TASK DATA: Begin
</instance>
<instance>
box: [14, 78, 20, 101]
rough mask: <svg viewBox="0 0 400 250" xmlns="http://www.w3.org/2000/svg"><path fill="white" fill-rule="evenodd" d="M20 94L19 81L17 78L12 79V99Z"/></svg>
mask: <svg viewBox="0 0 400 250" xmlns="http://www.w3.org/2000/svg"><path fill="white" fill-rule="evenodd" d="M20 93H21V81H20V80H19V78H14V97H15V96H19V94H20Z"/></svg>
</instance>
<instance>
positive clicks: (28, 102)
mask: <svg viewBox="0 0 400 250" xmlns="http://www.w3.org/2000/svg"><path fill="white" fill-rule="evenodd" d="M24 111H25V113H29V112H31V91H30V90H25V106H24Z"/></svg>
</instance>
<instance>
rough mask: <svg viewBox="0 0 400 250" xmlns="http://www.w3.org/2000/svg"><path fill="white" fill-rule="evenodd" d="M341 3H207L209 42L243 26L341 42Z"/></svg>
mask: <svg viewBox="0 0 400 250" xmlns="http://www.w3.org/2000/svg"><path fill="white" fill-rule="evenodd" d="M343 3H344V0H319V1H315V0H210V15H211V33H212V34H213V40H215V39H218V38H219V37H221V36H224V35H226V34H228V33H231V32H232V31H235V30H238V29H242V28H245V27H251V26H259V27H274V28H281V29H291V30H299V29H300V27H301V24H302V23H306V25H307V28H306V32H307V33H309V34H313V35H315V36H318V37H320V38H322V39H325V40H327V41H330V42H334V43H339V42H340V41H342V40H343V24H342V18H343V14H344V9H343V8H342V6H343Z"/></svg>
TASK DATA: End
*TASK REQUIREMENTS*.
Write the data out again in full. Match it word for word.

*SOLUTION TO THE PROBLEM*.
</instance>
<instance>
box: [14, 78, 20, 101]
rough mask: <svg viewBox="0 0 400 250" xmlns="http://www.w3.org/2000/svg"><path fill="white" fill-rule="evenodd" d="M20 94L19 81L17 78L12 79V99Z"/></svg>
mask: <svg viewBox="0 0 400 250" xmlns="http://www.w3.org/2000/svg"><path fill="white" fill-rule="evenodd" d="M20 93H21V81H20V80H19V78H14V97H15V96H19V94H20Z"/></svg>
</instance>
<instance>
positive clicks: (28, 102)
mask: <svg viewBox="0 0 400 250" xmlns="http://www.w3.org/2000/svg"><path fill="white" fill-rule="evenodd" d="M24 111H25V113H29V112H31V91H30V90H25V106H24Z"/></svg>
</instance>
<instance>
rough mask: <svg viewBox="0 0 400 250" xmlns="http://www.w3.org/2000/svg"><path fill="white" fill-rule="evenodd" d="M341 3H207L209 42L243 26L341 42Z"/></svg>
mask: <svg viewBox="0 0 400 250" xmlns="http://www.w3.org/2000/svg"><path fill="white" fill-rule="evenodd" d="M343 3H344V0H319V1H315V0H210V15H211V33H212V34H213V40H215V39H218V38H219V37H221V36H224V35H226V34H228V33H231V32H232V31H235V30H238V29H242V28H245V27H251V26H259V27H274V28H281V29H291V30H299V29H300V27H301V24H302V23H306V25H307V28H306V32H307V33H309V34H313V35H315V36H318V37H320V38H322V39H325V40H327V41H330V42H334V43H339V42H340V41H342V40H343V24H342V18H343V14H344V9H343V8H342V6H343Z"/></svg>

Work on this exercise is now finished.